Problem: Go through the records and report each line in which the word "chest" occurs.

---- Source records

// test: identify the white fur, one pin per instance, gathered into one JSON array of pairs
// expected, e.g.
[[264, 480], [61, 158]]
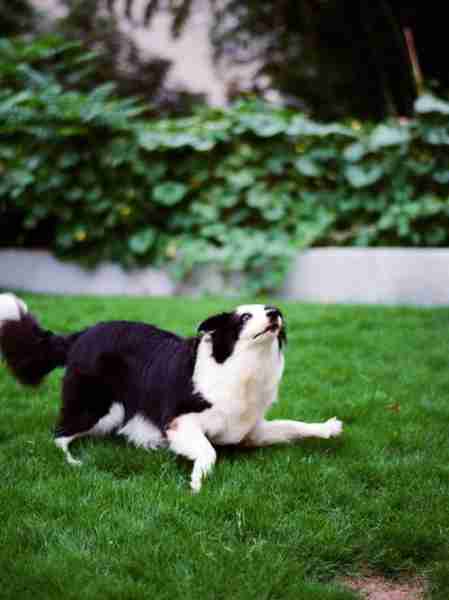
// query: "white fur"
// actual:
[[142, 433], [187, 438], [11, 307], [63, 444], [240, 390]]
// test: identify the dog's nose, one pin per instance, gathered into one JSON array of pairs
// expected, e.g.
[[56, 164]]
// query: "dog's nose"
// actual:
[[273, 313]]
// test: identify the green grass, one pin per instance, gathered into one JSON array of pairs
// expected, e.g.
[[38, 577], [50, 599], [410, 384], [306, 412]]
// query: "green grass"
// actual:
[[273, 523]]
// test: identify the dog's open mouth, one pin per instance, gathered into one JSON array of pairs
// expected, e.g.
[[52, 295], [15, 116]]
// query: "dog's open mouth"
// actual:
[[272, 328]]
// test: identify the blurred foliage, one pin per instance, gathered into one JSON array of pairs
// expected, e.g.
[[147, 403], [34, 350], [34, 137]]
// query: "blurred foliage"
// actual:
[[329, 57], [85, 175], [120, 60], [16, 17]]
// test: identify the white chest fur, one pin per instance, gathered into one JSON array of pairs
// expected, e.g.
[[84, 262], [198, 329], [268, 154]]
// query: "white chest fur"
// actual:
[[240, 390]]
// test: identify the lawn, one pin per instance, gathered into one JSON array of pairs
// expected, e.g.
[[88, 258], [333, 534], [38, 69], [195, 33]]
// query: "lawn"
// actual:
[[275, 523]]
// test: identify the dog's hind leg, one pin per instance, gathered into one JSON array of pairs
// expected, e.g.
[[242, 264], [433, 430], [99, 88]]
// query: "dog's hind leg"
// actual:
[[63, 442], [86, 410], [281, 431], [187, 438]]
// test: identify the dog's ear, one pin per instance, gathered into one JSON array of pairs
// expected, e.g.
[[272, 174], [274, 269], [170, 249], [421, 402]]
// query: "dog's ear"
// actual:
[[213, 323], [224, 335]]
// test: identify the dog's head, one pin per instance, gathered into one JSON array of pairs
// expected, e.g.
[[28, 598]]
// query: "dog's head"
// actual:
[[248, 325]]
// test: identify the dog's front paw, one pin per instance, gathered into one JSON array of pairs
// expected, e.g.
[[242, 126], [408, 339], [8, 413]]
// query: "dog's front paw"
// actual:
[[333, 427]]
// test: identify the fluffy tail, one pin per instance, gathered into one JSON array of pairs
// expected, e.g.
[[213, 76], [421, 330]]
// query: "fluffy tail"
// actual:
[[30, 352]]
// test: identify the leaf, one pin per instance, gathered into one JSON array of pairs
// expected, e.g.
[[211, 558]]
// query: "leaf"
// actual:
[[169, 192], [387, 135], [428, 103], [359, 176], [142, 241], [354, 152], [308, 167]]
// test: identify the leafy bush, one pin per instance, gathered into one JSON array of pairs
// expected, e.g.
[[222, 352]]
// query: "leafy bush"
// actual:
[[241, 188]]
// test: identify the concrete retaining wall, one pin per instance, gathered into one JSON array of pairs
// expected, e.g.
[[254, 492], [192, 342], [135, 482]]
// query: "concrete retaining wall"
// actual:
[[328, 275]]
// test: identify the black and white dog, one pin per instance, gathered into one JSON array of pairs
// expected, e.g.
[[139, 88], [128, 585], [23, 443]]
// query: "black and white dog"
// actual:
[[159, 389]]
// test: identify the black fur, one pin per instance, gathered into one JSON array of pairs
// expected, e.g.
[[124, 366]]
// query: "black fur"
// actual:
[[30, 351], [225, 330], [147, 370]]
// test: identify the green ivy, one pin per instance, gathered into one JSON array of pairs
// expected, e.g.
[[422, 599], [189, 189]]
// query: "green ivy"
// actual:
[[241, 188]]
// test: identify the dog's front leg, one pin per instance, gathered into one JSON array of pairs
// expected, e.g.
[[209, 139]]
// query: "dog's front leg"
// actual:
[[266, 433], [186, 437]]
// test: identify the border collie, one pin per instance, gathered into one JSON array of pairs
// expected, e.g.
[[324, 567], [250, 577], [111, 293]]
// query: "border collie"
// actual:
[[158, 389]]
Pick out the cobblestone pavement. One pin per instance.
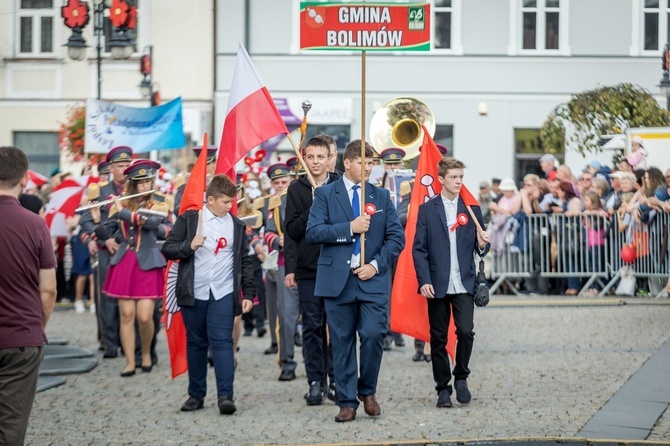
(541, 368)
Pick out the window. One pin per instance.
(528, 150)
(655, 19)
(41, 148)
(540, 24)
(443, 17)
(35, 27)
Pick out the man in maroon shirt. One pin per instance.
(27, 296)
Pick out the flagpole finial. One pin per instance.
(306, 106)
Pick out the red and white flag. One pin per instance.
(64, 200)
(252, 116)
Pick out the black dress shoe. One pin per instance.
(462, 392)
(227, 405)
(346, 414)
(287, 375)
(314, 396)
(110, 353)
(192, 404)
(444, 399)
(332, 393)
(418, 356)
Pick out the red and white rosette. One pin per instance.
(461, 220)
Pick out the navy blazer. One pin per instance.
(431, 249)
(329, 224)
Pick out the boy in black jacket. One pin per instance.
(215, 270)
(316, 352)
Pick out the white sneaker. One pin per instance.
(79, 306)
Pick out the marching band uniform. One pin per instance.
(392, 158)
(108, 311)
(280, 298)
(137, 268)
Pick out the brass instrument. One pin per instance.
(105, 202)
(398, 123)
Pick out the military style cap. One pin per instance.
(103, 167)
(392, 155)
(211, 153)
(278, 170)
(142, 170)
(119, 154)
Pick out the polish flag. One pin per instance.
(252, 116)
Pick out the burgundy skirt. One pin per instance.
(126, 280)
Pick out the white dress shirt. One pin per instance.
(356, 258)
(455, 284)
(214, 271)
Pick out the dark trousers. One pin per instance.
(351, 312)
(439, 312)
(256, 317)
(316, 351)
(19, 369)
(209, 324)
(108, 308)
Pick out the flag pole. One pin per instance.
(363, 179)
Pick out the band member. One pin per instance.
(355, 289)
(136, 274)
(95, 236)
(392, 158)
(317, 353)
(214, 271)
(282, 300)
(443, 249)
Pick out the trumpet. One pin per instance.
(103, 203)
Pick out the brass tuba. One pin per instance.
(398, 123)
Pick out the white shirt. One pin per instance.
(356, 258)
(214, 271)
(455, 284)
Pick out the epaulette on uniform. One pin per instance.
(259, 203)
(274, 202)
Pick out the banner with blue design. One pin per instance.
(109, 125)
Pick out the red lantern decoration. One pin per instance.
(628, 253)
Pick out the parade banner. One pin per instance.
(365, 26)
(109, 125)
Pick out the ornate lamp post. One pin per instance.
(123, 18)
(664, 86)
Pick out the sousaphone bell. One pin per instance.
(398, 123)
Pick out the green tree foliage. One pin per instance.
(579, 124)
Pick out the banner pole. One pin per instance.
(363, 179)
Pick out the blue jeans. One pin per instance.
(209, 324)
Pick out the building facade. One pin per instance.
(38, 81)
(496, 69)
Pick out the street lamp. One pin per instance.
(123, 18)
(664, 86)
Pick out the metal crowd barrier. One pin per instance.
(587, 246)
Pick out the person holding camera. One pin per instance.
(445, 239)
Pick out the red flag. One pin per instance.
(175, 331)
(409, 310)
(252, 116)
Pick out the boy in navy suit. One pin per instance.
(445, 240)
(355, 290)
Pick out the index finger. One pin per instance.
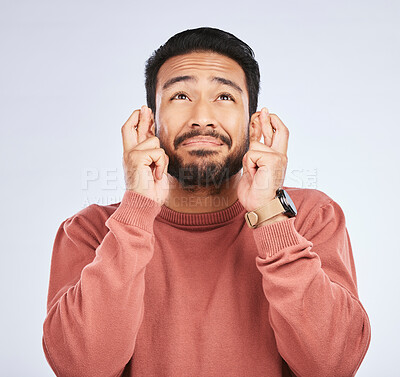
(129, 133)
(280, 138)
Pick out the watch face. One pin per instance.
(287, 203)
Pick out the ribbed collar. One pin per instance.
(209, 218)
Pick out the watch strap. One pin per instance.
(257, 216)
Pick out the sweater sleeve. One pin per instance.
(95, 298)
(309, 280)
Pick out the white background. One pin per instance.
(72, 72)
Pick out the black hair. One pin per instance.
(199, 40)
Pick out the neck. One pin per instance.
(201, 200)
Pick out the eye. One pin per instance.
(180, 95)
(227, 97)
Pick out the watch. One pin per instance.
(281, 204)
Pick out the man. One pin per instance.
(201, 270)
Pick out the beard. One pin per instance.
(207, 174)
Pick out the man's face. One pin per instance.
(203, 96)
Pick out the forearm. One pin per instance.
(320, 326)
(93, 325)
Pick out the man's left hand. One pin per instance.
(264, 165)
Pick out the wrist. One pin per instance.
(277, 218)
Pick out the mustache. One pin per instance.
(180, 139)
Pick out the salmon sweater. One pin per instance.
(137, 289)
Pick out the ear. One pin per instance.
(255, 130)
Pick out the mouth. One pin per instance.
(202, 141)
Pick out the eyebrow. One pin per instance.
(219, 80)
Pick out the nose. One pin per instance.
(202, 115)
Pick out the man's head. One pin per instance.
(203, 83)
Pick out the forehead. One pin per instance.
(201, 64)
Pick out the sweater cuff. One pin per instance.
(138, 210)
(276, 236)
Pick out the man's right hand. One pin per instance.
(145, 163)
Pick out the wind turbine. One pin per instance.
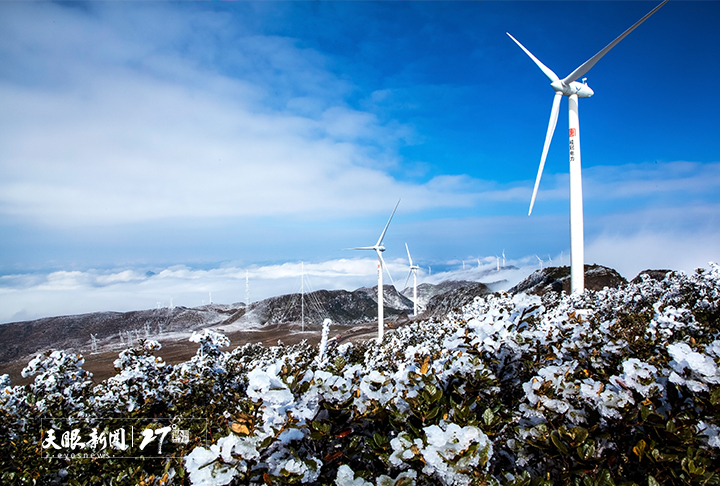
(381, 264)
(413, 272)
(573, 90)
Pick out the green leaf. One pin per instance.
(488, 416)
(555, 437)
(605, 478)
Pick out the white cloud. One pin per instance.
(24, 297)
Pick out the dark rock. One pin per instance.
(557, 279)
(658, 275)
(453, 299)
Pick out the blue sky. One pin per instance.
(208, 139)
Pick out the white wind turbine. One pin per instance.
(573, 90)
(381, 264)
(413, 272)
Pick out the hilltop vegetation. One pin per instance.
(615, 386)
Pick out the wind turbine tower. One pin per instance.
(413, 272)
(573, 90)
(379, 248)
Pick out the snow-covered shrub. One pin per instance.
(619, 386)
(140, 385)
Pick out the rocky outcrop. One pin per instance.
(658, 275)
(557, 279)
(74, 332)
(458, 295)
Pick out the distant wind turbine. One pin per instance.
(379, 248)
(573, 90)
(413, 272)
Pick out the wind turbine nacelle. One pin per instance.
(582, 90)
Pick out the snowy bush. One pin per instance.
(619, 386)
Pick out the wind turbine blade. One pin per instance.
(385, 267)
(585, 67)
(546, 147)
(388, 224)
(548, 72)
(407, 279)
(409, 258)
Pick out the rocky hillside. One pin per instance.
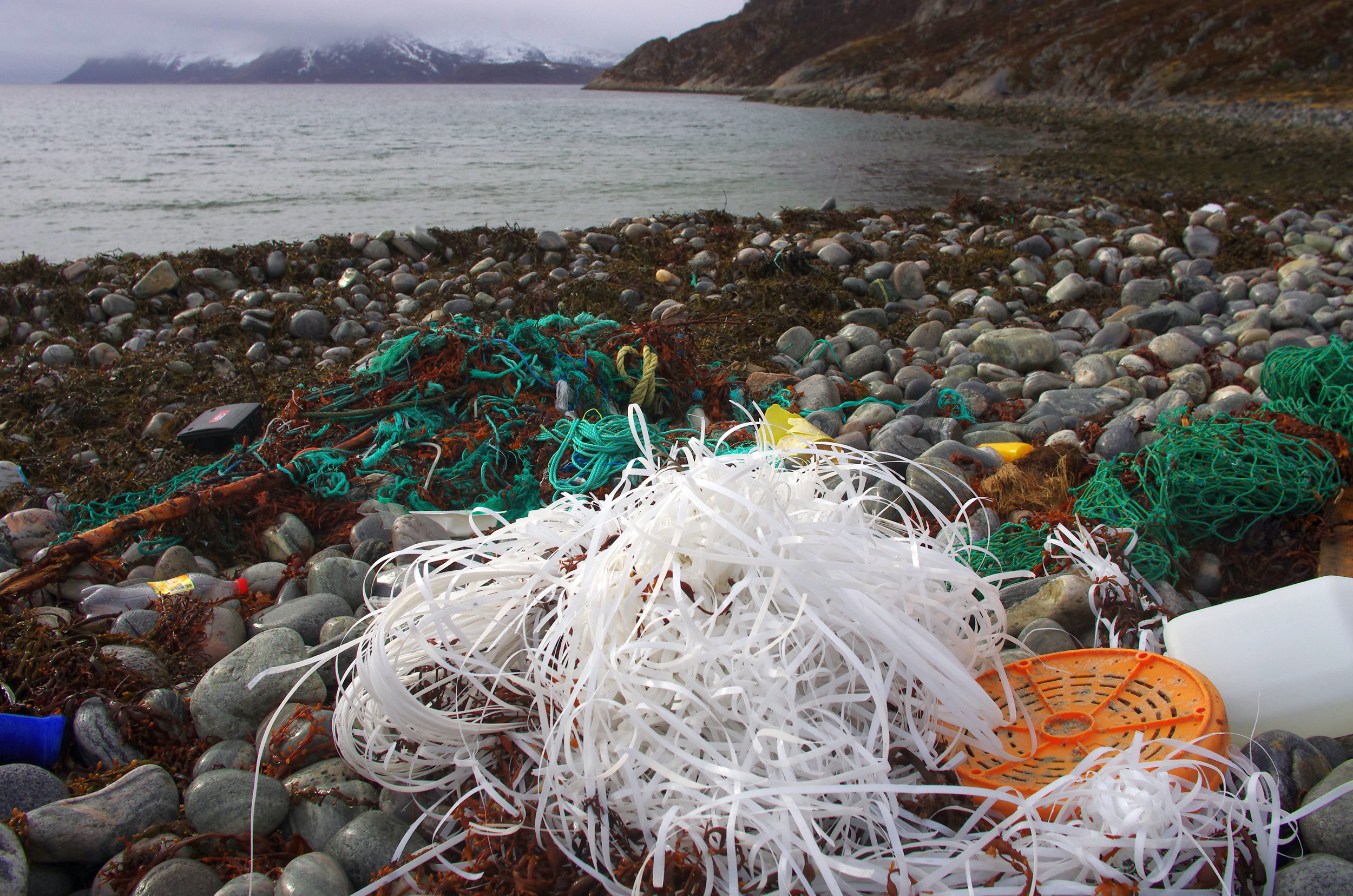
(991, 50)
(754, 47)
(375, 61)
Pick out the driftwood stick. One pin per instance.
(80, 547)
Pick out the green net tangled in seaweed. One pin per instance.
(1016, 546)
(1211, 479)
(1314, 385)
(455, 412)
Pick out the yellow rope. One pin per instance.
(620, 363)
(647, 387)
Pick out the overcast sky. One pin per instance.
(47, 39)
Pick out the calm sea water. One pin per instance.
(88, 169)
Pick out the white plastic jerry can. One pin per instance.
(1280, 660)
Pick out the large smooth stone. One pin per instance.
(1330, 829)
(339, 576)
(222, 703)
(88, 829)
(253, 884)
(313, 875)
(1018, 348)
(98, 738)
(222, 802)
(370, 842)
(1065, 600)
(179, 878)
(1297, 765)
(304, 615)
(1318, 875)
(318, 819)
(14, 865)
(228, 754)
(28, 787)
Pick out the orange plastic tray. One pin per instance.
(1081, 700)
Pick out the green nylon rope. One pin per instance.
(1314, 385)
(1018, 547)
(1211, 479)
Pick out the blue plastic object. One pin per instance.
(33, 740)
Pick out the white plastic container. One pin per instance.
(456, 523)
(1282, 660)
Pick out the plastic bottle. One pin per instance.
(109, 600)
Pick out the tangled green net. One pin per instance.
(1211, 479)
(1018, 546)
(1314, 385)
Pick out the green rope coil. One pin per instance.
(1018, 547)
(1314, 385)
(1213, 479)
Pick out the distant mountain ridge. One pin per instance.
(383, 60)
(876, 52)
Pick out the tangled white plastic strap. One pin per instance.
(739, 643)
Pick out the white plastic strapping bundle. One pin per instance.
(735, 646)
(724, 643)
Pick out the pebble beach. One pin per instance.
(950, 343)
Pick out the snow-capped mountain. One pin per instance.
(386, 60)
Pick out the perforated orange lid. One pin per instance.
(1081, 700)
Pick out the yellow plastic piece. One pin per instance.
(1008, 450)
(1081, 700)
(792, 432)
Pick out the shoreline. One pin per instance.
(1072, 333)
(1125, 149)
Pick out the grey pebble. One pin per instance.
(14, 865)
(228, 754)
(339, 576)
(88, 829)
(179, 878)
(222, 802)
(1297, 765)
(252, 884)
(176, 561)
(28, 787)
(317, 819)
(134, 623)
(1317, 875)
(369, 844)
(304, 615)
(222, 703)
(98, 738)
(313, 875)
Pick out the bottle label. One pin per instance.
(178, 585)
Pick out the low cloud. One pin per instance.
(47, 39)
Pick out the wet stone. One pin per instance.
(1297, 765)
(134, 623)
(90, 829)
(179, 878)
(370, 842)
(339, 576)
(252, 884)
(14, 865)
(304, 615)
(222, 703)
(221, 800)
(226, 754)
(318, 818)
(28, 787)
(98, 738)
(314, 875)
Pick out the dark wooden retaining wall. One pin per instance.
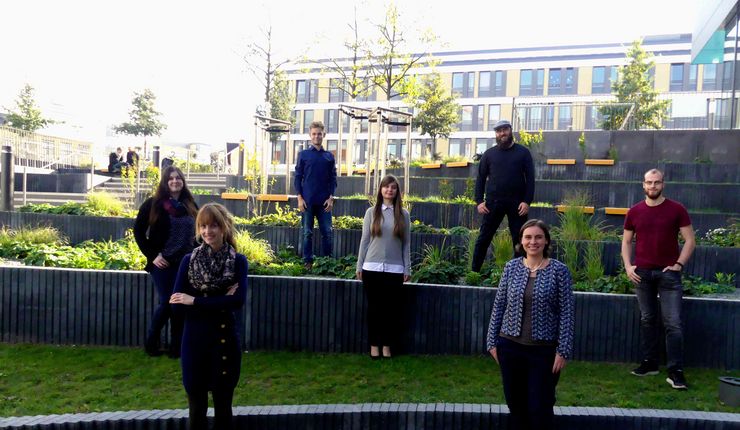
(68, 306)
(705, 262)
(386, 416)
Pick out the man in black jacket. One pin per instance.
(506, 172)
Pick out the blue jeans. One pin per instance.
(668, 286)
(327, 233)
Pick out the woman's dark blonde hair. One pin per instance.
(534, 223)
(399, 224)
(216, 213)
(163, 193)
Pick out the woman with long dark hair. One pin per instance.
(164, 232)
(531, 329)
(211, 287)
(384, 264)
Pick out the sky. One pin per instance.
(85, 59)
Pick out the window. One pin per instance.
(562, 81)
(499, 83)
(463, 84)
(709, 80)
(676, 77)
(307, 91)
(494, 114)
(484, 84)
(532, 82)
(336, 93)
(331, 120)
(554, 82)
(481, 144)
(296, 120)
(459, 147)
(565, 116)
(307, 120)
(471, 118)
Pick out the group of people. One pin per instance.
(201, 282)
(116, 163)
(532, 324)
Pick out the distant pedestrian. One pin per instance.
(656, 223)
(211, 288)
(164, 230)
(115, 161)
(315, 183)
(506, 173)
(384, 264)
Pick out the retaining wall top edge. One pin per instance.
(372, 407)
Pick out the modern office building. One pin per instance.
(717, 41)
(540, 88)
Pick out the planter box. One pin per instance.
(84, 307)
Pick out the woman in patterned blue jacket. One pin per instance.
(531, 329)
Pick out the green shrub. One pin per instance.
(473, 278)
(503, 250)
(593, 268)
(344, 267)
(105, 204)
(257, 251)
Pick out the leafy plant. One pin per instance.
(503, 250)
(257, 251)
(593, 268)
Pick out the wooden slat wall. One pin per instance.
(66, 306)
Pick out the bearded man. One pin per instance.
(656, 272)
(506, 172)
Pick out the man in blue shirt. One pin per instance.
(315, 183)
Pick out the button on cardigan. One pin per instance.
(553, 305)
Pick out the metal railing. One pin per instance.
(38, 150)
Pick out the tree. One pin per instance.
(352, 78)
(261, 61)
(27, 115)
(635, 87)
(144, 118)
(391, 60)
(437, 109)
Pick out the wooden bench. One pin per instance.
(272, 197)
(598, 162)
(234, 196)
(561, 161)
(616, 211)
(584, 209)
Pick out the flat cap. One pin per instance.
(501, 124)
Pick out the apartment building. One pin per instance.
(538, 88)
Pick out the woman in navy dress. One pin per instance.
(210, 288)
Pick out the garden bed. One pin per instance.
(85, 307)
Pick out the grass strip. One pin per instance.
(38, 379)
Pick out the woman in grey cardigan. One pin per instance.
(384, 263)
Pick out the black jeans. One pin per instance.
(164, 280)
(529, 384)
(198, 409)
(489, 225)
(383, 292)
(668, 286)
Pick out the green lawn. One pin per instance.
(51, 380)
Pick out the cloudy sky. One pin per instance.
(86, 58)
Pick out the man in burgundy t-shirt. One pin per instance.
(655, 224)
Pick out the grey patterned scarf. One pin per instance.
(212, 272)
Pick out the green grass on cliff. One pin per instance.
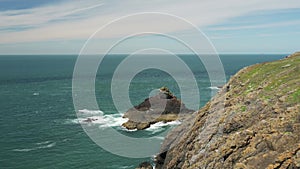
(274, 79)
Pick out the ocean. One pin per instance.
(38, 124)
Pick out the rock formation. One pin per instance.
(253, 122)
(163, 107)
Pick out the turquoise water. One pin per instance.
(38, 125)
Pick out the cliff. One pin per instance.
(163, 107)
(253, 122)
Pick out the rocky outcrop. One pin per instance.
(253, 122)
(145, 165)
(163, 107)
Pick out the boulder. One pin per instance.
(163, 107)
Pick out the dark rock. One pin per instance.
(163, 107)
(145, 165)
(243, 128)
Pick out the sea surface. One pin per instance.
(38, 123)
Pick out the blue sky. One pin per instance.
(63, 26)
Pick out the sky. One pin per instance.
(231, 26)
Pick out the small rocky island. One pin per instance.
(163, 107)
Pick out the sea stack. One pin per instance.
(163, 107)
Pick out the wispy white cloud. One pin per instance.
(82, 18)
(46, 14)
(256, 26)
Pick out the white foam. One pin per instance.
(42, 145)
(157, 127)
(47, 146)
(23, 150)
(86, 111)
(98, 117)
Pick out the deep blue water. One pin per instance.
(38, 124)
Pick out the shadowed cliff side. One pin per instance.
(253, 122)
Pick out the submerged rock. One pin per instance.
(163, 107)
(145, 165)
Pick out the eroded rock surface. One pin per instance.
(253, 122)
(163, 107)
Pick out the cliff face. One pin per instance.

--------

Solution to this exercise:
// test: identify the white chest fur, one pin per instance, gathered into one JSON array of pairs
// query: "white chest fur"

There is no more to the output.